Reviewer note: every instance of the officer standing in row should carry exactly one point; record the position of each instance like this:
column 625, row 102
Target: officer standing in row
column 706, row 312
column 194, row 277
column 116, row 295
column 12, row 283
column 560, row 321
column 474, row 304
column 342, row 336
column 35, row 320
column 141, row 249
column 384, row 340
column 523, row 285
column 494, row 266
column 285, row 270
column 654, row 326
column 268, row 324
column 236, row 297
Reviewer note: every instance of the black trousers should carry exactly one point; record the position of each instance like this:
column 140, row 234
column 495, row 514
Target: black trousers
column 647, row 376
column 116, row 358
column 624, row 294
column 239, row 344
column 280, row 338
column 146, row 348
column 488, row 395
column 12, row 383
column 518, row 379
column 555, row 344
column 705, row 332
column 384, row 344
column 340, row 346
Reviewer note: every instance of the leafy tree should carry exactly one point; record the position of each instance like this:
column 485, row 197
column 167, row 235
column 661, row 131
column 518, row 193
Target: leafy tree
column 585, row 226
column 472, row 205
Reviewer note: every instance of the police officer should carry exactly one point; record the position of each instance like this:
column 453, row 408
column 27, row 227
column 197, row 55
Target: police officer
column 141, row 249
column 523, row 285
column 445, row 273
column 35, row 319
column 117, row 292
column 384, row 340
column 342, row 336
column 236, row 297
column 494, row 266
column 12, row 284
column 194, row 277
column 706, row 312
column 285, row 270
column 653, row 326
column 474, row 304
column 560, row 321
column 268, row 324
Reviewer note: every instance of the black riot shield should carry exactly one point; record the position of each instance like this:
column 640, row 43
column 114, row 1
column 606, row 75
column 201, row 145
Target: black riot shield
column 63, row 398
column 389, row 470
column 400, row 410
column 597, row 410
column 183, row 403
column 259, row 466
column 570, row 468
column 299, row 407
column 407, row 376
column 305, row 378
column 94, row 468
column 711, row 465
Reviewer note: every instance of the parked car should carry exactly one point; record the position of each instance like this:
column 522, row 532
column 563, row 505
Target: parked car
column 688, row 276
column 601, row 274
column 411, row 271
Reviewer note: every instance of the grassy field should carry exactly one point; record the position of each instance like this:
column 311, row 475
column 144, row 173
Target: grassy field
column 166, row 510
= = = = =
From the line containing "Target: police officer" through the last line of the entries above, print every line exactly, including both ends, and nothing else.

Target: police officer
column 141, row 249
column 523, row 285
column 445, row 273
column 35, row 319
column 117, row 292
column 384, row 340
column 342, row 336
column 236, row 297
column 494, row 266
column 12, row 284
column 194, row 277
column 706, row 312
column 285, row 270
column 653, row 326
column 474, row 304
column 560, row 321
column 268, row 324
Reviewer note: every instance of the black riot shield should carry exactly one point; record the position of each instance like this:
column 640, row 43
column 114, row 1
column 606, row 75
column 201, row 145
Target: black riot shield
column 63, row 398
column 389, row 470
column 400, row 410
column 597, row 410
column 183, row 403
column 259, row 466
column 570, row 468
column 299, row 407
column 407, row 376
column 305, row 378
column 94, row 468
column 711, row 465
Reviewer note: every instance of the parked car should carry exactly one point; record the position of each instance like this:
column 522, row 532
column 563, row 505
Target: parked car
column 688, row 276
column 601, row 274
column 411, row 271
Reviewer note: every instance of the grassy field should carry exactly one point; record the position of each instance like this:
column 311, row 475
column 144, row 173
Target: grassy field
column 166, row 510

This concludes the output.